## Start DATASET EXCERPTS

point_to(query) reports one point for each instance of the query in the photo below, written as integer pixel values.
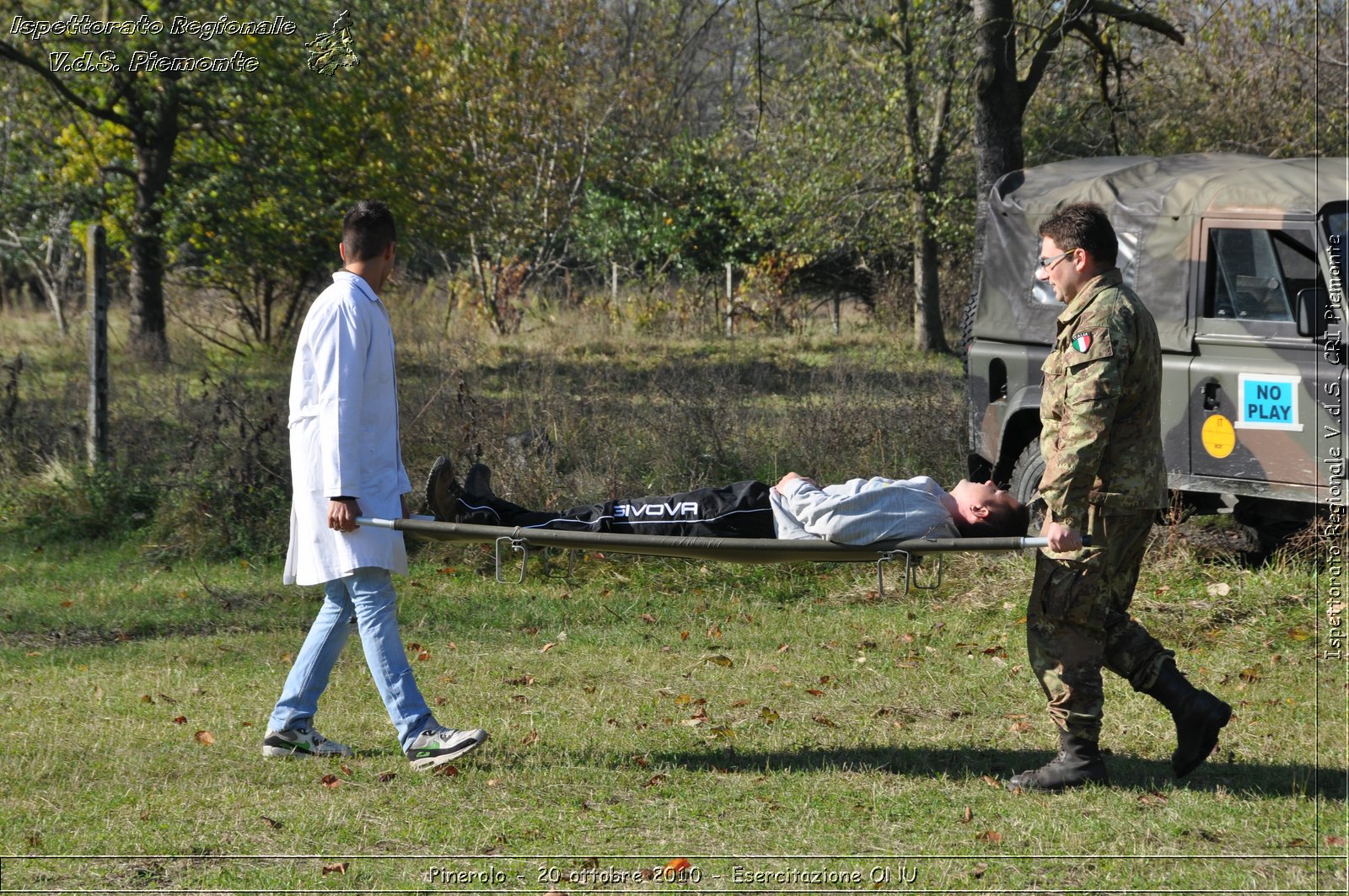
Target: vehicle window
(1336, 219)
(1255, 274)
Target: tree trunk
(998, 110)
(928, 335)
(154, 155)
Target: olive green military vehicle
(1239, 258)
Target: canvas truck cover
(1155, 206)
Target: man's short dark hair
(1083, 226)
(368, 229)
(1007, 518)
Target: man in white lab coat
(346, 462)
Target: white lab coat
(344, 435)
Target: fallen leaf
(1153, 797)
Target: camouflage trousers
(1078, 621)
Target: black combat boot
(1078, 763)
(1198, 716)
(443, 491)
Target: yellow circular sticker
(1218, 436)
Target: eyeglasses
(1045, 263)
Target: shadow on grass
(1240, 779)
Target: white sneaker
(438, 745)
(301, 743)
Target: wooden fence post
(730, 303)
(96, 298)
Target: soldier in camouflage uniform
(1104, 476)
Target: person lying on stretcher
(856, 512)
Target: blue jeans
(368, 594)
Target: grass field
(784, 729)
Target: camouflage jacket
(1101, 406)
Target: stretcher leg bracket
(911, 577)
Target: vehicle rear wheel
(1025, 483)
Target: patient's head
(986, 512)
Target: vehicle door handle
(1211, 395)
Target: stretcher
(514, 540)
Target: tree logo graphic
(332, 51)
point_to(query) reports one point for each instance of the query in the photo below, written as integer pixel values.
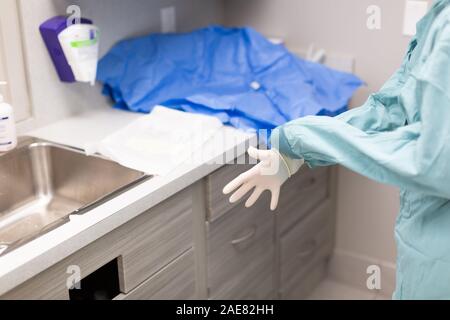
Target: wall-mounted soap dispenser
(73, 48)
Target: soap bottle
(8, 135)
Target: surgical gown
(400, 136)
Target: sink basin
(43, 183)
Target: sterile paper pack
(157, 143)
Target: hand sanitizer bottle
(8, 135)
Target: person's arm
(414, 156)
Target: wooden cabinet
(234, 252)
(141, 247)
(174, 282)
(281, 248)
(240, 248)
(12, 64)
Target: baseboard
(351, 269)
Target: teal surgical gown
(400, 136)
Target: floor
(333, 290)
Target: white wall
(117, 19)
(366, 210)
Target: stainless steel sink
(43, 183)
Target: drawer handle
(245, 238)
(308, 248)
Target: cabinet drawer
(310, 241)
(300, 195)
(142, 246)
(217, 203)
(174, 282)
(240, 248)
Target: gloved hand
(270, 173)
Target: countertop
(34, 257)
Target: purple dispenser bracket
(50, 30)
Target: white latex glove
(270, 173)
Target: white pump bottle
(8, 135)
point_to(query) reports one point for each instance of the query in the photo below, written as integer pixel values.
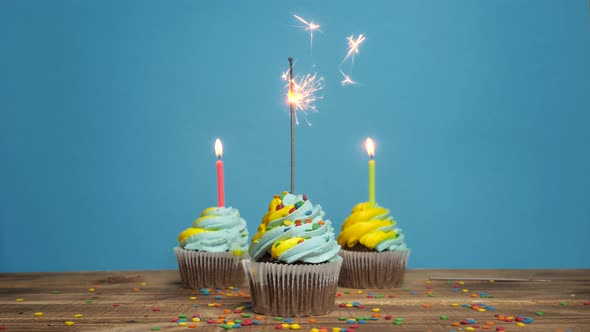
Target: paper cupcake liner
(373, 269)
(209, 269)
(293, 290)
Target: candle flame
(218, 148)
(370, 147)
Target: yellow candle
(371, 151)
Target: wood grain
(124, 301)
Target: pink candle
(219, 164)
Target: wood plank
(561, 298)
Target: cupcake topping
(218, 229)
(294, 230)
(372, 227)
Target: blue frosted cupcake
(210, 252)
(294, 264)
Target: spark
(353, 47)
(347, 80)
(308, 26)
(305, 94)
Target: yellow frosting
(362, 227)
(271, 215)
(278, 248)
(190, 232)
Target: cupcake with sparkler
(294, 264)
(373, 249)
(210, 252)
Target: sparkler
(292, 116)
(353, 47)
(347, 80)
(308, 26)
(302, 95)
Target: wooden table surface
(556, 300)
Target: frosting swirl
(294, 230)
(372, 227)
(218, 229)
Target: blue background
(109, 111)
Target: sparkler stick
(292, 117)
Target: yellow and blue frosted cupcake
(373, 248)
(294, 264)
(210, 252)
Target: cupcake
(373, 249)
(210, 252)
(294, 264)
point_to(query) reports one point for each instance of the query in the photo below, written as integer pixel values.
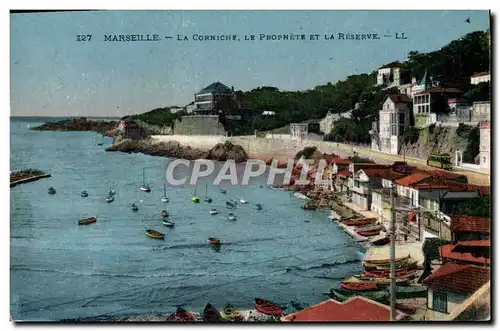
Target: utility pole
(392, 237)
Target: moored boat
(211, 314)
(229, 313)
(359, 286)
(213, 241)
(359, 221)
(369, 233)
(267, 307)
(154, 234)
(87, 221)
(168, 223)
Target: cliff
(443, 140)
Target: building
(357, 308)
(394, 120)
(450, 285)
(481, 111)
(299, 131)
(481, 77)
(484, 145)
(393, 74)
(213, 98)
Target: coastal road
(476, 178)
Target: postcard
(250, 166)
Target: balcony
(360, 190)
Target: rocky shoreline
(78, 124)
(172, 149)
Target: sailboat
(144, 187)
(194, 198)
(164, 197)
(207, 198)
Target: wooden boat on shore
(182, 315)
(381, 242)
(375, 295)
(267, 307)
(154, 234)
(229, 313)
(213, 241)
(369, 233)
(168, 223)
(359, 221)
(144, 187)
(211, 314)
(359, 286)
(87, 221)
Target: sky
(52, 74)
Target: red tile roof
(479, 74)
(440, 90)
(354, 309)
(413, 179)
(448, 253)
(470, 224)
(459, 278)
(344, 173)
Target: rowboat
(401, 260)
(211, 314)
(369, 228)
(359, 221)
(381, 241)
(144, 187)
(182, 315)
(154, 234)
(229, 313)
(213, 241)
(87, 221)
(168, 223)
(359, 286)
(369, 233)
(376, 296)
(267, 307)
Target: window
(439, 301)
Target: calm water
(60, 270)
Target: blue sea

## End DATASET EXCERPTS

- **GIVEN EXERCISE**
Substitute "Object" for every "Target" throughout the listing and reproduce its lines with nothing else changed, omitting the pictures.

- **TASK RESULT**
point_to(query) reports one point for each instance of the query in the photo below, written as integer pixel values.
Object: vehicle window
(1336, 219)
(1255, 274)
Object: tree trunk
(998, 110)
(928, 335)
(154, 155)
Object: olive green military vehicle
(1239, 258)
Object: canvas truck cover
(1155, 206)
Object: man's short dark hair
(1083, 226)
(368, 229)
(1007, 518)
Object: man in white lab coat
(346, 462)
Object: white lab coat
(344, 435)
Object: fallen leaf
(1153, 797)
Object: camouflage trousers
(1078, 621)
Object: black combat boot
(1078, 763)
(1198, 716)
(443, 491)
Object: yellow circular sticker
(1218, 436)
Object: eyeglasses
(1045, 263)
Object: shadow on grass
(1240, 779)
Object: white sneaker
(438, 745)
(301, 743)
Object: wooden fence post
(730, 303)
(96, 298)
Object: soldier in camouflage uniform
(1104, 476)
Object: person lying on stretcher
(856, 512)
Object: blue jeans
(368, 594)
Object: grass field
(784, 729)
Object: camouflage jacket
(1101, 406)
Object: stretcher leg bracket
(911, 577)
Object: vehicle rear wheel
(1025, 483)
Object: patient's head
(986, 512)
Object: vehicle door handle
(1211, 395)
Object: stretcher
(514, 540)
Object: tree logo graphic
(332, 51)
point_to(query) reports one point for each instance of the query in the photo below, written as integer pixel values.
Object: wall-mounted soap dispenser
(73, 48)
Object: soap bottle
(8, 135)
Object: surgical gown
(400, 136)
Object: sink basin
(43, 183)
Object: sterile paper pack
(157, 143)
Object: hand sanitizer bottle
(8, 135)
Object: person's arm
(414, 156)
Object: wooden cabinet
(234, 252)
(141, 247)
(174, 282)
(281, 248)
(240, 248)
(12, 64)
Object: baseboard
(351, 269)
Object: teal surgical gown
(400, 136)
Object: floor
(333, 290)
Object: white wall
(117, 19)
(366, 210)
Object: stainless steel sink
(43, 183)
Object: drawer handle
(245, 238)
(308, 248)
Object: cabinet drawer
(310, 241)
(300, 195)
(142, 246)
(217, 203)
(174, 282)
(240, 248)
Object: gloved hand
(270, 173)
Object: countertop
(34, 257)
Object: purple dispenser bracket
(50, 30)
Object: white latex glove
(270, 173)
Object: white pump bottle
(8, 135)
point_to(query) reports one point for each instance of the query in the photo below, written as integer pixel values.
Object: paper cupcake liner
(373, 269)
(209, 269)
(293, 290)
Object: candle flame
(218, 148)
(370, 147)
Object: yellow candle
(371, 151)
Object: wood grain
(124, 301)
Object: pink candle
(219, 164)
Object: wood plank
(561, 298)
Object: cupcake topping
(218, 229)
(294, 230)
(372, 227)
Object: blue frosted cupcake
(210, 252)
(294, 264)
Object: spark
(353, 47)
(347, 80)
(308, 26)
(305, 94)
Object: yellow frosting
(362, 227)
(271, 215)
(278, 248)
(190, 232)
Object: cupcake with sparkler
(294, 264)
(373, 249)
(210, 252)
Object: sparkler
(292, 116)
(353, 47)
(347, 80)
(308, 26)
(302, 95)
Object: wooden table surface
(556, 300)
Object: frosting swirl
(294, 230)
(372, 227)
(218, 229)
Object: blue background
(109, 111)
Object: sparkler stick
(292, 117)
Object: yellow and blue frosted cupcake
(373, 248)
(294, 264)
(210, 252)
Object: cupcake
(373, 249)
(210, 252)
(294, 264)
point_to(query) reports one point for each instance of the query in the photo below, written as integer pixel values.
Object: utility pole
(392, 237)
Object: moored boat
(211, 314)
(229, 313)
(359, 286)
(213, 241)
(359, 221)
(369, 233)
(267, 307)
(154, 234)
(87, 221)
(168, 223)
Object: cliff
(443, 140)
Object: building
(357, 308)
(394, 120)
(450, 285)
(481, 111)
(299, 131)
(481, 77)
(484, 145)
(393, 74)
(213, 98)
Object: coastal road
(476, 178)
Object: postcard
(250, 166)
Object: balcony
(360, 190)
Object: rocky shoreline
(78, 124)
(172, 149)
Object: sailboat
(144, 187)
(194, 198)
(164, 197)
(207, 198)
Object: wooden boat on shore
(182, 315)
(381, 242)
(375, 295)
(267, 307)
(154, 234)
(229, 313)
(213, 241)
(369, 233)
(168, 223)
(359, 221)
(144, 187)
(211, 314)
(359, 286)
(87, 221)
Object: sky
(52, 74)
Object: red tile roof
(479, 74)
(440, 90)
(354, 309)
(413, 179)
(448, 253)
(470, 224)
(459, 278)
(344, 173)
Object: rowboat
(401, 260)
(211, 314)
(369, 228)
(359, 221)
(381, 241)
(144, 187)
(182, 315)
(154, 234)
(229, 313)
(213, 241)
(87, 221)
(168, 223)
(359, 286)
(369, 233)
(376, 296)
(267, 307)
Object: window
(439, 301)
Object: calm water
(60, 270)
Object: blue sea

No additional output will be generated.